List every piece of software named in the discussion of systemd below.

(Excerpt to read):
=====

Hm? What's wrong with systemd? I don't remember it ever getting in the way or doing stuff that required a week of googling to fix and the fix getting undone with the next update.
For desktop workloads systemd tends not to be so bad. For server workloads it's a huge pain in the hindparts. If a daemon listens on a given port, systemd will itself listen on that port, and then forward everything that comes in to the daemon. If the daemon crashes for any reason, systemd will continue listening on that port. So if, for instance, you're trying to diagnose a crash and are using a different command line than the default command line that systemd uses to start the daemon, you can't just open up a terminal, type the alternate command line, and have everything work: you have to specify a different port, or systemd will eat all inbound traffic for that daemon.
Then there's systemd's habit of, under certain circumstances, eating full CPU on one core. I've never had an issue with it on my main desktop, but it was the final straw that led me to rip systemd out and replace it with sysvinit on a Raspberry Pi GPS timeserver that I was setting up.
I never got why, around the time I was getting involved with Linux, everybody was hating on Pulse Audio. I'd never had any problems with it, and still haven't. Now that I've been burned by systemd a couple times, I understand: Lennart Poettering writes crap software and won't listen to criticism.

=====

[Data extracted from a collection]
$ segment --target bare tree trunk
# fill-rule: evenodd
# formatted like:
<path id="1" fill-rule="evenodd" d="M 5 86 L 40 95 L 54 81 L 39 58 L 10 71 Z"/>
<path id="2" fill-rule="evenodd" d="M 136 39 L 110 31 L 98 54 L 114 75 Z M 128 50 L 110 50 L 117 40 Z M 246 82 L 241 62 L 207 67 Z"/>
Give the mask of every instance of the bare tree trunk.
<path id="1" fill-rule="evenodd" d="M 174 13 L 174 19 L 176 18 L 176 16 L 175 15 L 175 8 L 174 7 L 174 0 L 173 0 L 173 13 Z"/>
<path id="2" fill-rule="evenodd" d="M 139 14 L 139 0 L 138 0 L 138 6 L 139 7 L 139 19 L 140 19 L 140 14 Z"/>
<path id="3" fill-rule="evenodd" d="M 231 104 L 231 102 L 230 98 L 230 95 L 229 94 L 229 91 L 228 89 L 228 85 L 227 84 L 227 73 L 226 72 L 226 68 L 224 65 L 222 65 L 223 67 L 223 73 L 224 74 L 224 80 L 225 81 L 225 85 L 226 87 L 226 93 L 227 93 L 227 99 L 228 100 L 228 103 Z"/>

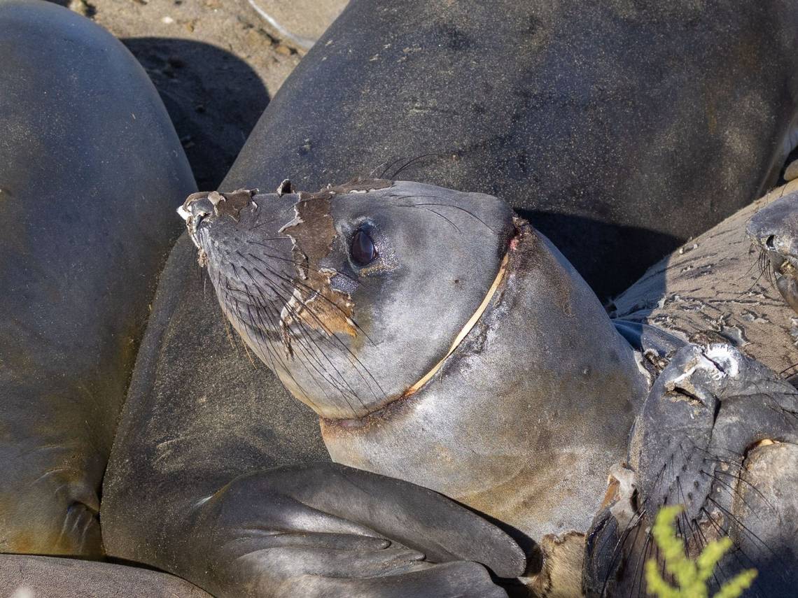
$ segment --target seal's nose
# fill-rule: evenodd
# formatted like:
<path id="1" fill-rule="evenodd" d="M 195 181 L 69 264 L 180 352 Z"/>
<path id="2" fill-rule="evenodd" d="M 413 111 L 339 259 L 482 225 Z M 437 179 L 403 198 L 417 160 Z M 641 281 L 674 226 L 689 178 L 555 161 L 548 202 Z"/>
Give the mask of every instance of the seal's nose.
<path id="1" fill-rule="evenodd" d="M 183 205 L 177 208 L 180 218 L 188 223 L 188 219 L 199 221 L 214 213 L 214 203 L 208 193 L 192 193 Z"/>

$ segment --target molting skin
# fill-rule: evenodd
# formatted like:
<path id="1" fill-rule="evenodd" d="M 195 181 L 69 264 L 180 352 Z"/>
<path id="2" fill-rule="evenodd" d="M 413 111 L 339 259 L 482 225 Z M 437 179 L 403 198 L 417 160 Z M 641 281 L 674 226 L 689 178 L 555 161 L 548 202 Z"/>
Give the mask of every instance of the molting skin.
<path id="1" fill-rule="evenodd" d="M 219 208 L 227 202 L 235 214 Z M 334 460 L 535 538 L 587 529 L 646 382 L 587 285 L 505 204 L 365 181 L 314 195 L 198 195 L 183 210 L 223 309 L 322 416 Z M 243 249 L 267 242 L 258 258 Z M 408 392 L 489 293 L 440 371 Z"/>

=====

(Exercise answer):
systemd, sysvinit, Pulse Audio, Linux